STATED GOAL
Please continue the piece on Ivon Hitchens's landscapes below, picking up after its last sentence.

SOURCE PASSAGE

Pallant House Gallery, Chichester

”It’s not really the subject that truly interests me, but the many possible ways of expressing it”
- Ivon Hitchens


Ivon Hitchens was one of the Bright Young Things of British Modernism, hanging out in Twenties Hampstead with the likes of Henry Moore, Barbara Hepworth and Ben Nicholson as they plotted to reinvent British art. He’s chiefly known for landscapes, which is what we’ll concentrate on here.


’Curved Barn’ (1922, above) is one of many works which place a single building inside a natural setting. As is emphasised by the title, the barn roof is given quite an extensive curve in an environment where nothing seems straight. Nature essentially envelops the barn, a long branch stretching across the top of it. The barely differentiated greens and greys emphasise this, making all seem one undifferentiated growth. This nature isn’t expansive but confining.

But if the barn’s depicted as if part of nature, nature isn’t particularly naturalised. Though there’s a clear-cut sense of pictorial space (the tree trunk before the bushes, which are before the barn) there’s an undisguised artificiality. It could be a stage set or an illustration to a fairy story.

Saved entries
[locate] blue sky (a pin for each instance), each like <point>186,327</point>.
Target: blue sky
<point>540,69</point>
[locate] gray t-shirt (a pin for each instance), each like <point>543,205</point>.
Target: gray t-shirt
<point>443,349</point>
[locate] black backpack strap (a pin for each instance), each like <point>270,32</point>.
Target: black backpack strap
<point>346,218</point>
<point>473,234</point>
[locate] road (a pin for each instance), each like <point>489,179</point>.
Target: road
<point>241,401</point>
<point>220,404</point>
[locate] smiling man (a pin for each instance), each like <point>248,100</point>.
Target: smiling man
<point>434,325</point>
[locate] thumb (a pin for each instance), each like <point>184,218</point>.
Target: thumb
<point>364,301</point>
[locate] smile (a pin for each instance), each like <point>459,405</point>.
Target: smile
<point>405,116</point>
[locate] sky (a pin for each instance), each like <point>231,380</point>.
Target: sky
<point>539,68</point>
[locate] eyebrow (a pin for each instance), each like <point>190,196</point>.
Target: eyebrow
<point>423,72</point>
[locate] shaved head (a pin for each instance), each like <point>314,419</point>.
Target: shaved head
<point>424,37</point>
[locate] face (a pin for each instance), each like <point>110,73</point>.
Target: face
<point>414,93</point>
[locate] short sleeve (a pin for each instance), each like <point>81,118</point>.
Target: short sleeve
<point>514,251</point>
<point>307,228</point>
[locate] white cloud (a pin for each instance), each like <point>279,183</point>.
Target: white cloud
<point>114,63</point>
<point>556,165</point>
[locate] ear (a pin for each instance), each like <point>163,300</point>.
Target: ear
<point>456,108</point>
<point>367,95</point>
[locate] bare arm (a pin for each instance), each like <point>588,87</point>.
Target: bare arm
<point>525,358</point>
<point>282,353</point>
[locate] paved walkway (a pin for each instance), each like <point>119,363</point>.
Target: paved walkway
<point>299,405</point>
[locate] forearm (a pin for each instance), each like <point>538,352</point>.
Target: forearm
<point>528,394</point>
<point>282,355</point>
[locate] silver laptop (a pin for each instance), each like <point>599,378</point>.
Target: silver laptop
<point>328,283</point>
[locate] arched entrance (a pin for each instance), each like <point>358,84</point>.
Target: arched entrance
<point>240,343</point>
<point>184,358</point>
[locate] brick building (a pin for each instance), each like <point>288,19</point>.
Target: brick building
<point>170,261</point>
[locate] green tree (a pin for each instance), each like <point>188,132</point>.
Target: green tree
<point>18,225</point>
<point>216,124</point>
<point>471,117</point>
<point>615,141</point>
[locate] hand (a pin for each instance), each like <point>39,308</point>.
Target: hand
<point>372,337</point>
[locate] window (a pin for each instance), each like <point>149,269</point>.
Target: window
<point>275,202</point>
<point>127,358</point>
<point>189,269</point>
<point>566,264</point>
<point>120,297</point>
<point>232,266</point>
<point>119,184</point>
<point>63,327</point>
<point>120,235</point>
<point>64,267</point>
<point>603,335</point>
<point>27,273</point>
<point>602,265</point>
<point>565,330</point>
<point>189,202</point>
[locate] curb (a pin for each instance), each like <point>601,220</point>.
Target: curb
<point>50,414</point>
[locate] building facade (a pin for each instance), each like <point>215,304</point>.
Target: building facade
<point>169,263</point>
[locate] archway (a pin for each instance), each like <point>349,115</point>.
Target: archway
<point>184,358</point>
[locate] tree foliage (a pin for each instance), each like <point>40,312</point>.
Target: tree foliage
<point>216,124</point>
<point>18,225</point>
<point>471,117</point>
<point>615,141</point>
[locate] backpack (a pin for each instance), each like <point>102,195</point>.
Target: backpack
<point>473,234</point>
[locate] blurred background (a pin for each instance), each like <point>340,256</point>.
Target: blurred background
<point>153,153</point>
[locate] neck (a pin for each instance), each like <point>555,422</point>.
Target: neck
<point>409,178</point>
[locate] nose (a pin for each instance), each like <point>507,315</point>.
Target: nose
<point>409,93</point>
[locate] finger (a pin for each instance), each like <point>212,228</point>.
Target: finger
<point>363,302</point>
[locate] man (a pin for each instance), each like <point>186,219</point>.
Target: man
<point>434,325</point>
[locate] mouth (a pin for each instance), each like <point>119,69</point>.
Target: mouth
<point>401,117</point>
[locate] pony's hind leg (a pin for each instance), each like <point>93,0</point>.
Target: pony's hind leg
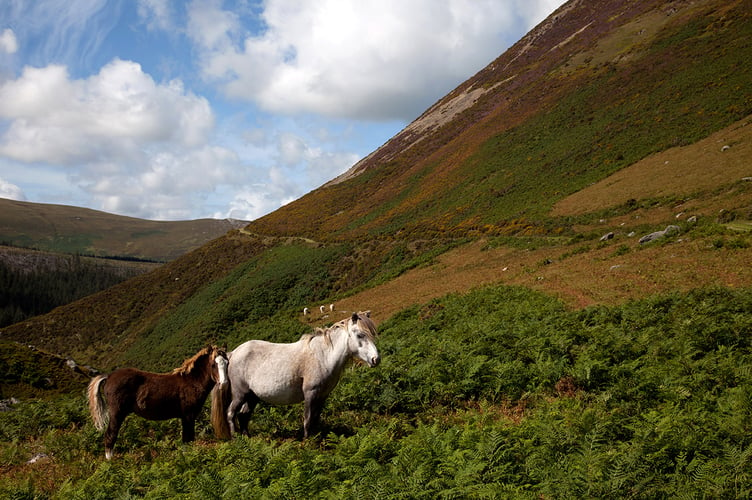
<point>189,428</point>
<point>110,434</point>
<point>240,409</point>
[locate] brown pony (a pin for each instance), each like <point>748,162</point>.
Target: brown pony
<point>156,396</point>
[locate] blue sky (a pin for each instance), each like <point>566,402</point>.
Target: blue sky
<point>173,109</point>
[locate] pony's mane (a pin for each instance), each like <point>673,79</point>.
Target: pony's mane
<point>190,364</point>
<point>370,329</point>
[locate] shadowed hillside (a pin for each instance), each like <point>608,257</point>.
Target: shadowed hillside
<point>557,256</point>
<point>521,161</point>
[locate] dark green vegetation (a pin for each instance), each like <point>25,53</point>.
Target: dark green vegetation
<point>501,392</point>
<point>49,281</point>
<point>498,392</point>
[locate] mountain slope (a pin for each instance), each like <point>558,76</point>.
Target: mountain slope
<point>589,91</point>
<point>503,172</point>
<point>68,229</point>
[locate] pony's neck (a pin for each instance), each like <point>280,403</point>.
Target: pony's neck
<point>333,348</point>
<point>201,373</point>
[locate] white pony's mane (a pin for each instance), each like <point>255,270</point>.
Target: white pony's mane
<point>363,318</point>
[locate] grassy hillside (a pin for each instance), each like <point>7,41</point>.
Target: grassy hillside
<point>532,346</point>
<point>499,393</point>
<point>74,230</point>
<point>593,106</point>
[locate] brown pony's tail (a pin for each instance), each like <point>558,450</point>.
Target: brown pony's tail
<point>97,404</point>
<point>220,402</point>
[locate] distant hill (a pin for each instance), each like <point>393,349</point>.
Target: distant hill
<point>75,230</point>
<point>609,121</point>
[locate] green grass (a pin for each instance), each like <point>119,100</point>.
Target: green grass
<point>501,392</point>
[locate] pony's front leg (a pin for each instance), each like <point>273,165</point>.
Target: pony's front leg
<point>232,410</point>
<point>312,413</point>
<point>189,428</point>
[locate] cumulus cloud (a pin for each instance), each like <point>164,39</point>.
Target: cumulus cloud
<point>10,191</point>
<point>135,146</point>
<point>156,14</point>
<point>8,42</point>
<point>384,59</point>
<point>59,120</point>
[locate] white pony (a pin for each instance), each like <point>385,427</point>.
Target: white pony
<point>282,374</point>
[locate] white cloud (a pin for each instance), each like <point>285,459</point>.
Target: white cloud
<point>118,112</point>
<point>8,42</point>
<point>64,31</point>
<point>385,59</point>
<point>10,191</point>
<point>133,145</point>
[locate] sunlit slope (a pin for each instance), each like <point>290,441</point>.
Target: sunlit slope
<point>587,93</point>
<point>67,229</point>
<point>514,177</point>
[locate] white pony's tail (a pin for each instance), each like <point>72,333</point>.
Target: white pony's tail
<point>220,402</point>
<point>97,403</point>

RESPONSE TO THIS EXERCISE
Compared it to ’Grey Willow By the Coast’ (1936) and all the works seem to have in common is an evocation of the English landscape in a restricted, rather sombre palette. Where ’Curved Barn’ is built up of gradated blocks of colour, ’Grey Willow’ is much more painterly. Something it needs to convey its point to us. The mist-shrouded landscape is barely any more recognisable than the two figures which approach. Paul Nash often painted the British landscape as unparseable, littered with strange and unyieldingly inscrutable objects. Hitchens goes a stage further, depicting it as undiscernible.

Everyone from the times talks of how those continental Modernist exhibitions, when first staged in London, packed a heady punch. Viewers emerged from them with their heads on at different angles. The challenge was always to absorb their developments without merely imitating them. One solution was to - somehow - Anglicise them. And there’s a British, rainy-day mysticism to this work.

Hitchens was like the anti-David Bomberg; rather than being transformed by the light of Palestine or the ruggedness of Spain he stuck obstinately to English landscapes for inspiration – thick, gladeless forests whose gloom the sun barely penetrates. He turned provincialism from restriction to identifying feature.


’Winter Stage’ (1936, above) is often regarded as a key work in Hitchens’ development. It’s not, the show informs us, the first to use the elongated landscape frame that soon became a staple of it. But, after ’Still Life’ (1932), it was the first use for a landscape painting. Its advantage is that the work can no longer be taken in at a glance, but needs to be scanned - as you would an actual landscape.

Curiously then the show then tells us almost the opposite, emphasising how its “divided vertically into three sections” as if we should see it as a triptych which happens to be joined together. Whereas what’s significant arrives when we join those parts together.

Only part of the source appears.